• TEKSTFRAGMENT
|---|
POLITICAL ECONOMY OF BELGIAN ASSISTANCE TO THE OCCUPIED PALESTINIAN TERRITORIES.

Thomas
Bomans

Ontwikkelingssamenwerking in Palestina: dollars in plaats van diplomatie?

 

In de loop van de voorbije twee decennia, namen de hulpstromen naar de bezette Palestijnse gebieden (oPt) constant toe. In 2008 bereikte de ontwikkelingssamenwerking er de kaap van $2.6 miljard, wat neerkomt op het hoogste niveau per hoofd ter wereld. Nochtans geven deze getallen de diepgaande veranderingen niet weer die de ontwikkelingssamenwerking in Palestina gekend heeft sinds het afsluiten van de Oslo akkoorden.
|---|
• BRONFRAGMENT

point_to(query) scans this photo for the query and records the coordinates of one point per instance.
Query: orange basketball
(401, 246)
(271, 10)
|---|
• VRAGEN EN OPDRACHTEN
- A) Welk bedrag bereikte de ontwikkelingssamenwerking in de bezette Palestijnse gebieden in 2008 volgens het tekstfragment?
- B) Zet het tekstfragment over ontwikkelingssamenwerking in Palestina voort na de laatste zin.

• ANTWOORDEN
- A) $2.6 miljard, het hoogste niveau per hoofd ter wereld.

- B)
In de jaren 90, teneinde de fysieke fundamenten te leggen voor de jonge Palestijnse Autoriteit (PA), investeerden donors zwaar in infrastructuur. Met de komst van de tweede Intifada in 2001, verschoof de ontwikkelingshulp van donoren plotseling naar humanitaire noodhulp op korte termijn en, om de PA in leven te houden, budgetondersteuning. In een algemene sfeer waarin aantijgingen van corruptie aan het adres van de PA geuit werden, wonnen hervormingen van de PA in de domeinen 'goed bestuur' en 'capaciteitsopbouw' aan belang. Deze verschuiving in focus bood de donoren eveneens een goede mogelijkheid om politieke voorwaarden aan hun ondersteuning te koppelen. Deze voorwaarden waren achter niet altijd in lijn met de Palestijnse langetermijnbelangen; diplomatieke invloed in het kader van een internationaal uiterst zichtbaar vredesproces en donors hun politieke eigenbelang speelden een niet verwaarloosbare rol.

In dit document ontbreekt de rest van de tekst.